## Examples of point labeling
• • • • • • •
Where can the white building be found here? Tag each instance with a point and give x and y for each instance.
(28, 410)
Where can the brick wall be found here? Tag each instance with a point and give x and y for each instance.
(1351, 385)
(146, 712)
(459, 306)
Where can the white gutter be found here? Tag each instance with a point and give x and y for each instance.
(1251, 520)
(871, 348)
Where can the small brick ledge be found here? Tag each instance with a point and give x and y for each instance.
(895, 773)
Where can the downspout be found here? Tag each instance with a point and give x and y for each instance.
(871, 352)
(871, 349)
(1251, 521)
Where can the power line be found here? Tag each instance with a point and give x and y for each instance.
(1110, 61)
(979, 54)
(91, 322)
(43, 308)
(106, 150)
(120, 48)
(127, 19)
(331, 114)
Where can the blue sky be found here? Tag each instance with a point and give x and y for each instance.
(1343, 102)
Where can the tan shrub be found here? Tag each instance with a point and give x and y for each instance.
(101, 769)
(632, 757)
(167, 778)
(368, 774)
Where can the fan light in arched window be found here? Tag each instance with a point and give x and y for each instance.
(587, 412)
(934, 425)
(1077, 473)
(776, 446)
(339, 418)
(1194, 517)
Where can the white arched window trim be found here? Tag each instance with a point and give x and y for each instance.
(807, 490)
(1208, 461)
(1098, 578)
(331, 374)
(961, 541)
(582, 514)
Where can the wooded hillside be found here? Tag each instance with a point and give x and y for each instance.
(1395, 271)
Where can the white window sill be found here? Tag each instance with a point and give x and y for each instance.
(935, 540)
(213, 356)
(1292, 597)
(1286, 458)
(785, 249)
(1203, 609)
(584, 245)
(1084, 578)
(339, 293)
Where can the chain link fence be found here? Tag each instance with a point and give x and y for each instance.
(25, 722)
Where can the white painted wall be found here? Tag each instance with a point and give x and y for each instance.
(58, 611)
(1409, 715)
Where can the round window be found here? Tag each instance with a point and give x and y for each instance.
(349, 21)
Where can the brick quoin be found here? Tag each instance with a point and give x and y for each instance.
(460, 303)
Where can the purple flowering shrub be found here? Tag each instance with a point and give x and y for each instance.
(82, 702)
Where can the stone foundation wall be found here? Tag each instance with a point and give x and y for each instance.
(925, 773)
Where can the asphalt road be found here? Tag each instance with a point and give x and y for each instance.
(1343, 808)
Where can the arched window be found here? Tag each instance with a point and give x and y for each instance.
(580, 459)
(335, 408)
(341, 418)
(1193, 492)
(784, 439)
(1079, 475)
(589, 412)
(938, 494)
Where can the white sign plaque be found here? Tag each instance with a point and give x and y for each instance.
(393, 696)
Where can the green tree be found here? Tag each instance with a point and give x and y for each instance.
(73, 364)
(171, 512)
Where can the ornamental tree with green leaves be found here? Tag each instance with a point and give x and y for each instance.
• • • • • • •
## Objective
Render every line of the rows above as a numbered list, omitting any blank lines.

## Task output
1. Where can the white building be found here? Tag each instance with a point and give x and y for each instance.
2. (28, 410)
3. Where can the brick wall be found here? Tag each instance with a point and give x and y for each instance.
4. (1351, 385)
5. (146, 712)
6. (459, 306)
7. Where can the white gutter be found here? Tag each instance with a point and give x and y for each instance.
8. (1251, 520)
9. (871, 348)
10. Where can the small brick ledge be found here? Tag each instance with a point and give x and y for each instance.
11. (895, 773)
12. Where can the downspout be found here? Tag each instance with a point and give x and y for each instance.
13. (871, 352)
14. (871, 349)
15. (1251, 521)
16. Where can the power line be found here? Tag each instance with a point and give x and y for each instance.
17. (1110, 61)
18. (979, 54)
19. (91, 322)
20. (43, 308)
21. (106, 150)
22. (120, 48)
23. (127, 19)
24. (331, 114)
25. Where can the blue sky be found here? Tag each instance with a point and give x and y for each instance.
26. (1343, 102)
27. Where can the tan shrub be found here? Tag each instance with a point and give x and y for each instance.
28. (101, 769)
29. (632, 757)
30. (167, 778)
31. (368, 774)
32. Where can the fan light in arched window be found here? Tag each instance with a point and give x and y for each instance.
33. (587, 412)
34. (934, 425)
35. (1077, 473)
36. (776, 446)
37. (339, 418)
38. (1194, 517)
39. Where can the white arched window trim be found here? Tag each instance with a point and give x and y for each instance.
40. (807, 490)
41. (1208, 461)
42. (1098, 578)
43. (331, 374)
44. (961, 541)
45. (582, 514)
46. Where can the wooded hillside be found here? Tag each instance with a point and give x and y for each instance.
47. (1395, 271)
48. Where can the white window sill be found here? Tag each instance with a point and give x and y for each instance.
49. (935, 540)
50. (213, 356)
51. (1292, 597)
52. (1286, 458)
53. (785, 249)
54. (1203, 609)
55. (584, 245)
56. (1084, 578)
57. (339, 293)
58. Where can the chain link fence be found here? Tag each instance with a point and give x and y for each instance.
59. (25, 722)
60. Where can the white painted wall be found here? Tag each instance with a point and give x and y for each instance.
61. (58, 611)
62. (1409, 715)
63. Where can the round window be found here? Tag each instance with a point and give x and y for each instance.
64. (349, 21)
65. Where can the brick quoin be found here? Tag each instance with a point and give x and y for each instance.
66. (460, 303)
67. Where can the purple flowering shrub be found here? Tag each instance with a point and give x and y for each instance.
68. (82, 702)
69. Where can the stone foundation wall be found here? Tag each instance with a point and give x and y for each instance.
70. (925, 773)
71. Where can the asphalt road be found here? Tag each instance with a point and give x and y for each instance.
72. (1343, 808)
73. Where can the arched window be found here? Tag each instance with a point and give x and y for each instance.
74. (580, 459)
75. (335, 408)
76. (341, 418)
77. (1193, 492)
78. (784, 439)
79. (1079, 475)
80. (589, 412)
81. (938, 494)
82. Where can the white sign plaque be found here? Tag each instance with a point and give x and y for each instance.
83. (393, 696)
84. Where can the green tree be found here? Tag each instance with a point and give x and y for each instance.
85. (73, 364)
86. (171, 512)
87. Where can the ornamental tree with green leaves be found here? Tag each instance with a point and give x and y for each instance.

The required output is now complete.